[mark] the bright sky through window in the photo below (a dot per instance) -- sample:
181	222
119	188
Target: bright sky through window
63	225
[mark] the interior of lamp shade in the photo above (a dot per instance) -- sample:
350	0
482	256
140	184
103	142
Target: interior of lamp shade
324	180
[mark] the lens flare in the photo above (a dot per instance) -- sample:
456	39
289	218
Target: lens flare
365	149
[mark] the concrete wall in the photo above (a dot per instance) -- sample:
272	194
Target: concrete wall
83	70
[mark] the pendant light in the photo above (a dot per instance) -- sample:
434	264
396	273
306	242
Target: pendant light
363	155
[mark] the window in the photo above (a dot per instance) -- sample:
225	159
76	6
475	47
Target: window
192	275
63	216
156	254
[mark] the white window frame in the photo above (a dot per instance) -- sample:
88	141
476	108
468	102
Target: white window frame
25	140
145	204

---

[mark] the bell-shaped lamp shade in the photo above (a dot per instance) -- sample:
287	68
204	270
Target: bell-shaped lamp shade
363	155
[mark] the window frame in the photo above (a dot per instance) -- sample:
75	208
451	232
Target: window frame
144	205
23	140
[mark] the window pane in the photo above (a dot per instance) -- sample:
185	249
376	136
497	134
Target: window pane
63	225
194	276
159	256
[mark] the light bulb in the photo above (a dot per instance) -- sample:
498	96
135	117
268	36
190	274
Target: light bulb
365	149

* * *

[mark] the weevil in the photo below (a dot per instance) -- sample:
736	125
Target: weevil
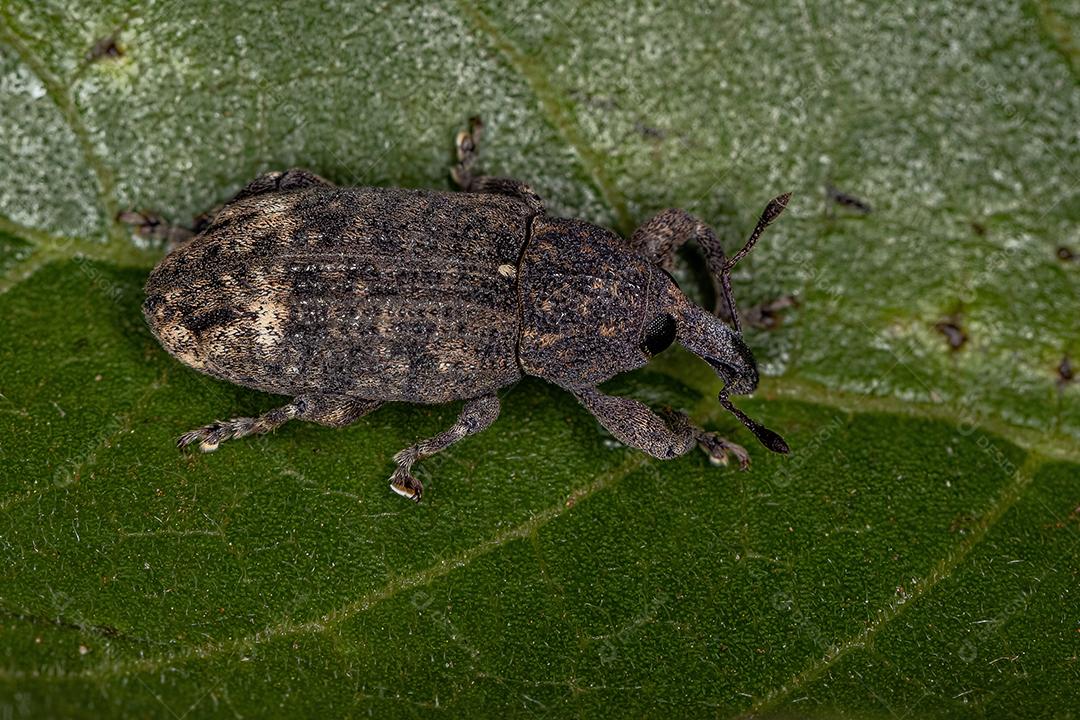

- TASK INSTRUCTIONS
From the records above, copy out each line that contains the word "white". Match case exactly.

- FINISHED EXERCISE
[mark] the white window frame in the photo above (a dot per instance) -- sample:
Target: white window frame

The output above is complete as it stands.